[AVAILABLE DATA Boundary: Start]

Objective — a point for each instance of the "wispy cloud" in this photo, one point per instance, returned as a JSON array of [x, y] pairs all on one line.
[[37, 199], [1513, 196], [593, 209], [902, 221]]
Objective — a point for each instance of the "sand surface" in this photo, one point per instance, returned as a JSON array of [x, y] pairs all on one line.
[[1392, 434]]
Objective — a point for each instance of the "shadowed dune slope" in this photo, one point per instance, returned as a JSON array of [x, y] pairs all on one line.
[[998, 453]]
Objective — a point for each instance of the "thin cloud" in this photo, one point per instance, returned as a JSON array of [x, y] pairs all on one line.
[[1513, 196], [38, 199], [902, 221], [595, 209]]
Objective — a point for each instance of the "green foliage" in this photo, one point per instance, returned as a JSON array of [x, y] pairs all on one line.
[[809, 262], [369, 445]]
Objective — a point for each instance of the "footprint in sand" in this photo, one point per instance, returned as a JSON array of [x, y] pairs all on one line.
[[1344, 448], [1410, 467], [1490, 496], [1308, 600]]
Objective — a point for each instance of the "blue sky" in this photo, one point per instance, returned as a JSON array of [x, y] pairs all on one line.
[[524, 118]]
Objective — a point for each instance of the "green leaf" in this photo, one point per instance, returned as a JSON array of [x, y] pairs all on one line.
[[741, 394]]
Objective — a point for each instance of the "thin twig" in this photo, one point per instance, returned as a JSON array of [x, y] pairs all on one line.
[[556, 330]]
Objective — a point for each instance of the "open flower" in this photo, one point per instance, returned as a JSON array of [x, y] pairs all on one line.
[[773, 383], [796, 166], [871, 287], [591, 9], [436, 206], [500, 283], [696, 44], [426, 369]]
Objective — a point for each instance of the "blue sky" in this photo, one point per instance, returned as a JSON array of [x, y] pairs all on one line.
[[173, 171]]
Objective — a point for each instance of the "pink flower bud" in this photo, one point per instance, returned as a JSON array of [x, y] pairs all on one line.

[AVAILABLE DATA Boundary: End]

What is needed is a faithful transcription of every entry.

Objective — a point for each instance of the "wispy cloud" in this photo, one point per instance, returned as a JSON array of [x, y] pairs all on one line.
[[37, 199], [1513, 196], [593, 209], [902, 221]]
Objective — a point for each instance of the "sand surface" in this photo, one point per instance, returned as a JSON array of [x, y] pairs all on one line.
[[1392, 434]]
Objective — a point for each instance of the "shadowed dune slope" in this photo, one point per instance, returned as a JSON array of [x, y] pairs all on one line.
[[998, 453]]
Objective — a point for each instance of the "thin cloud" in this photo, one point per instance, returned as a JSON array of [x, y] pairs all on one line.
[[1513, 196], [38, 199], [902, 221], [595, 209]]
Objective — a point for each instance of the "green foliage" in this photo, one point per instance, returned as a JSON array of [x, y] pairs all on one line.
[[809, 262], [369, 445]]
Objective — a point for each instance of the "footprint in sand" in this photo, one point per instance, returned as a JSON array of [x, y] pairs all on one line.
[[1344, 448], [1410, 467], [1490, 496], [1308, 600]]
Objective — a point for each instance of the "blue sky" in this photo, one point per instance, returned as a JSON array of [x, y] pairs all on one line.
[[524, 118]]
Objective — a point for each instance of the "green leaf" in this photo, one point per instance, returned as a JSON array of [x, y] pairs all on one line.
[[741, 394]]
Objective — a point for each instance of the "thin twig" in this photo, one point per instance, returned as a JSON array of [x, y] pairs all on one line.
[[556, 330]]
Objective — a point for each instance of the "open flower" in this photo, one point per instance, returned as a JSON array of [x, y] pairs all on one line.
[[773, 383], [796, 166], [871, 287], [591, 9], [436, 206], [500, 283], [696, 44], [426, 369]]
Objective — a point for each instance of the "blue sky" in this photo, one point per instance, returned as a JSON array of [x, y] pairs all on one line.
[[173, 171]]
Objective — a point for each instance of the "pink flower bud" in this photo, one point per instance, returned as a JSON array of [x, y] pairs all on one line.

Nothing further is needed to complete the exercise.